■ Problem requirements:
Quote, word for word, every line starting at the line that contains "If you could segment every instance of the yellow leg, I" and ending with the last line of the records; include both of these lines and no others.

══ Rows ══

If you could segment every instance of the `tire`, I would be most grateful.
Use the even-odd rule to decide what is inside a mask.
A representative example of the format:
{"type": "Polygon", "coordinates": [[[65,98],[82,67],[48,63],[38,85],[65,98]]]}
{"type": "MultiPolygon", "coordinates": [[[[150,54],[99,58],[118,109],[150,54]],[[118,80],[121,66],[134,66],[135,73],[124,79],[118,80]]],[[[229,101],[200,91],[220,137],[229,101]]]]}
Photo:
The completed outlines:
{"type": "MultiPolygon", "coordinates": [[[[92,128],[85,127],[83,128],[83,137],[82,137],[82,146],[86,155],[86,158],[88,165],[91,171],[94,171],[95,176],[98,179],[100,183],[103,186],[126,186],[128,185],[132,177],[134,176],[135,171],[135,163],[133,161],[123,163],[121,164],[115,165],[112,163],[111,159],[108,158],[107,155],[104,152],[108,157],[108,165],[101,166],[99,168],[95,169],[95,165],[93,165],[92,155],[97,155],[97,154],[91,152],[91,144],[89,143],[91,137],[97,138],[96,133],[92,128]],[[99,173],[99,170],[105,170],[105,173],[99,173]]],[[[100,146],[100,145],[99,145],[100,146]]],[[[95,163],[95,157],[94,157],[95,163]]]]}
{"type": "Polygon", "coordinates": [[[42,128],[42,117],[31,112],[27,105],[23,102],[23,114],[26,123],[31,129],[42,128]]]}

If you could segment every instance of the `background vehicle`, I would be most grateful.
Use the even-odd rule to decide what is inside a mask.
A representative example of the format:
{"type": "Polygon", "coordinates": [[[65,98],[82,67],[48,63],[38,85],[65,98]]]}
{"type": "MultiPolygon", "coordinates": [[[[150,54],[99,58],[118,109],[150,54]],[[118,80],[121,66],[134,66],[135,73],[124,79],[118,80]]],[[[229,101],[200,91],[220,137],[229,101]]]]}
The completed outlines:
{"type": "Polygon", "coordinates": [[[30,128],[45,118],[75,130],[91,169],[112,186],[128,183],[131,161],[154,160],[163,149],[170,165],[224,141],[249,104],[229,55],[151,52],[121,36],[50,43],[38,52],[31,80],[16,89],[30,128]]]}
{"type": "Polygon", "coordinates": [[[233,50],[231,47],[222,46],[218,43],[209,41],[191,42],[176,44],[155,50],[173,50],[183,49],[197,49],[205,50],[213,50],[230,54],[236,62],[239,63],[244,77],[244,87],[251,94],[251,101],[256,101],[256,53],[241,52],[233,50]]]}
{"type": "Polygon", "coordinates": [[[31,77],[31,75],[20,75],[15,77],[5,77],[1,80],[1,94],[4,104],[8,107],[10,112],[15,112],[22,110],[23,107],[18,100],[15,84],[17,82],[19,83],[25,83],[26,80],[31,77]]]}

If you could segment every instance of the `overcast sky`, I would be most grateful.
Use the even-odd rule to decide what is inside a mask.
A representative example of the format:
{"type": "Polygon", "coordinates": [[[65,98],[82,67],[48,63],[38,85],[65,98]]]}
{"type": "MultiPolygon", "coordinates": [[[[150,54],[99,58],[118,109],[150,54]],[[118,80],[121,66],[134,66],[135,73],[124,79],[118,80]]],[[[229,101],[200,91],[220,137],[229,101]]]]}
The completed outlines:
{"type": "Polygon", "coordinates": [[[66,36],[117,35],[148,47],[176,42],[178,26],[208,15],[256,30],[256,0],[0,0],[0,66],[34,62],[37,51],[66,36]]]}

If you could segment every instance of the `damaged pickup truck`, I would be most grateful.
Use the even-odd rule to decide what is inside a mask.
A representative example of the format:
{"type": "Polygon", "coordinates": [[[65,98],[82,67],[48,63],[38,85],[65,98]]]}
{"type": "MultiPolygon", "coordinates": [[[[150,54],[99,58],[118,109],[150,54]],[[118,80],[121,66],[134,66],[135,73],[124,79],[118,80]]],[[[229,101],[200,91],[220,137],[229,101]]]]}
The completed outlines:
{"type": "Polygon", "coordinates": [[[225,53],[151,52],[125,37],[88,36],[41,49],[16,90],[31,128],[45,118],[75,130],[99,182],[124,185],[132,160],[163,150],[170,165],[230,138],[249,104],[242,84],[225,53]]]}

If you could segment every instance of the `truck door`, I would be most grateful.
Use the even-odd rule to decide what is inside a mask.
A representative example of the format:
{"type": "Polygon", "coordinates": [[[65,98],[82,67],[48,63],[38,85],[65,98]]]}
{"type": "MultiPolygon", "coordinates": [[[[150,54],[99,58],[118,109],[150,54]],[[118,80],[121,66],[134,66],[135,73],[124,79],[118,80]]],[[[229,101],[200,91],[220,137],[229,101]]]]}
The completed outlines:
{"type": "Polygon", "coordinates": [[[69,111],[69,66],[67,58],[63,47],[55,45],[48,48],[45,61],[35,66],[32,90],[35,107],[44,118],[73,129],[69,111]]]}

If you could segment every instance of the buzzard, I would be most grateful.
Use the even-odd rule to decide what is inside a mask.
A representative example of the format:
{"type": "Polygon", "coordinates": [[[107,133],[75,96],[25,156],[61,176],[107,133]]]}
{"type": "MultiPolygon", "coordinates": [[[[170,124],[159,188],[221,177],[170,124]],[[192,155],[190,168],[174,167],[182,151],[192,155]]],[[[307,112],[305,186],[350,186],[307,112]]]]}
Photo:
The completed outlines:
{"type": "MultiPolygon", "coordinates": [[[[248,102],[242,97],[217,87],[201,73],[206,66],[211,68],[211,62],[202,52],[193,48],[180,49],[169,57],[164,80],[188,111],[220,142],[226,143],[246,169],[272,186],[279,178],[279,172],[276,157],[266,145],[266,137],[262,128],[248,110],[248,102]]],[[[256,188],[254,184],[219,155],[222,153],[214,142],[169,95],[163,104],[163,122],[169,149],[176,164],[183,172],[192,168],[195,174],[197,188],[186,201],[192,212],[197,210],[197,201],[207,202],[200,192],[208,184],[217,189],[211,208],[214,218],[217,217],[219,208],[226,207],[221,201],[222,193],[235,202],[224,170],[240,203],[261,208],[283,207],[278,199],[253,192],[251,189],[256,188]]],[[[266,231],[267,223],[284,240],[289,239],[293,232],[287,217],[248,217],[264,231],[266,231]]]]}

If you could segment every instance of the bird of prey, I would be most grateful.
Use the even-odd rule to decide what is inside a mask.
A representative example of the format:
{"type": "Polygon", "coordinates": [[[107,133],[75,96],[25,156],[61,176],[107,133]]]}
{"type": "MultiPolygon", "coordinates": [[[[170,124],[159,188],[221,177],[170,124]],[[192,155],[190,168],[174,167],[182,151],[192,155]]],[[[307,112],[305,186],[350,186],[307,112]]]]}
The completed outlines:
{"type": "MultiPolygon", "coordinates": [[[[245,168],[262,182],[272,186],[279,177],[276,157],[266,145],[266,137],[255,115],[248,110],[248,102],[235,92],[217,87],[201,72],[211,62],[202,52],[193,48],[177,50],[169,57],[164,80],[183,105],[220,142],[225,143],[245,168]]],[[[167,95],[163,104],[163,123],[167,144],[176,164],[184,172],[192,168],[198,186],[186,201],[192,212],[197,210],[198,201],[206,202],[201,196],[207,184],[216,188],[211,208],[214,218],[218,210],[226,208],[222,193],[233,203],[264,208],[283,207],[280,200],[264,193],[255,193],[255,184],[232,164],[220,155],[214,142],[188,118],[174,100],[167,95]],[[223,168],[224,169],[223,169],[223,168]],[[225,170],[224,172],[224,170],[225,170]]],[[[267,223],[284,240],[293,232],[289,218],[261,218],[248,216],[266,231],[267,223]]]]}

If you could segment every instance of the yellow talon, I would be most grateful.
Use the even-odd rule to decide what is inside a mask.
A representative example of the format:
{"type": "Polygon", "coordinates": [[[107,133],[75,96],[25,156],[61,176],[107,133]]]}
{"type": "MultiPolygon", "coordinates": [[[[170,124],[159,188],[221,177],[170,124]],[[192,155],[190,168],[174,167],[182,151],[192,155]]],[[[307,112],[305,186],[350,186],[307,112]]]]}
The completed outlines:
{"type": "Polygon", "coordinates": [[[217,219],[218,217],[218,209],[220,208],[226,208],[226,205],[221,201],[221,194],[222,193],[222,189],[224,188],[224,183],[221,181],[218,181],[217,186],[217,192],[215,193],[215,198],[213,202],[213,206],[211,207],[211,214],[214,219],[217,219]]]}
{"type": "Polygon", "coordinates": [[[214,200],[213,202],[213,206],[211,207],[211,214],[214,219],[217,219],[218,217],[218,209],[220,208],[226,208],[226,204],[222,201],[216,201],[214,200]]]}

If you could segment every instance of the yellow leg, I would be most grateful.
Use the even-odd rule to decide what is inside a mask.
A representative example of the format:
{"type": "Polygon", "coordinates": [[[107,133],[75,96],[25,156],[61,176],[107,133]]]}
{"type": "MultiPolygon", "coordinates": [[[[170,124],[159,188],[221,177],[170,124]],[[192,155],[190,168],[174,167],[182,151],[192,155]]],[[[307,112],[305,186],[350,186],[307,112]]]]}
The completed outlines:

═══

■ Expected answer:
If you could segment every instance of the yellow leg, I would be most grateful.
Use the even-odd rule to decide what is inside a mask.
A representative example of the format:
{"type": "Polygon", "coordinates": [[[107,133],[75,96],[25,156],[61,176],[107,133]]]}
{"type": "MultiPolygon", "coordinates": [[[[170,124],[159,188],[221,177],[170,124]],[[192,155],[190,168],[174,167],[182,151],[192,155]]],[[[307,112],[305,186],[350,186],[307,112]]]]}
The completed outlines:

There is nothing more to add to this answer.